[Строки набора данных о том, где находятся объекты]
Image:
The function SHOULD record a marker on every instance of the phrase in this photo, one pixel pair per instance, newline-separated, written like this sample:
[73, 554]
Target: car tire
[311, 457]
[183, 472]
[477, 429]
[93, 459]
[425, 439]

* [ДЕТАЛИ ЗАДАЧИ]:
Можете оформить все данные выше как JSON-список строк, где каждой строке данных соответствует одна строка списка, а пустые строки пропущены?

* [РЕЗУЛЬТАТ НИЖЕ]:
[
  "Image:",
  "The function SHOULD record a marker on every instance of the phrase in this photo, one pixel pair per instance, newline-separated, written like this sample:",
  "[73, 554]",
  "Target: car tire",
  "[311, 457]",
  "[183, 472]",
  "[477, 429]",
  "[93, 459]",
  "[425, 439]"
]